Reproduce verbatim the portion of the passage on Medicare and long-term care coverage starting at "To address this" and ending at "happy to assist.".

**PAGE EXTRACT**
=== Begin Enclosure ===

Medicare covers skilled home health care if it’s required.
However, coverage for skilled nursing home care is limited. Medicare pays for the first 20 days in a nursing home. You’ll pay a $200/day co-payment for days 21 to 100. After day 100, you’ll be responsible for 100% of the cost.
You may consider a long-term care policy, which can be quite expensive.
To address this potential obstacle, you may look at hybrid insurance, which is a combination of permanent life with a long-term care rider. Another option is self-insurance, where you set aside funds that may be used for long-term care.
Assessing your situation is the most important factor in determining the correct approach to health care. It’s a complex issue. It sometimes feels as if you are untying a knot when you are planning for health care coverage.
But there are solutions. This month’s newsletter serves as a guide that can help you untangle that knot. If you have additional questions, we’re happy to assist.

=== End Enclosure ===

Data excerpts:

=== Begin Enclosure ===

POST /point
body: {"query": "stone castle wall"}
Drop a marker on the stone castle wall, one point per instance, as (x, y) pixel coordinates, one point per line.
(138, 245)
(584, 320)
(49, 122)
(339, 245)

=== End Enclosure ===

**EXPECTED OUTPUT**
To address this potential obstacle, you may look at hybrid insurance, which is a combination of permanent life with a long-term care rider. Another option is self-insurance, where you set aside funds that may be used for long-term care.
Assessing your situation is the most important factor in determining the correct approach to health care. It’s a complex issue. It sometimes feels as if you are untying a knot when you are planning for health care coverage.
But there are solutions. This month’s newsletter serves as a guide that can help you untangle that knot. If you have additional questions, we’re happy to assist.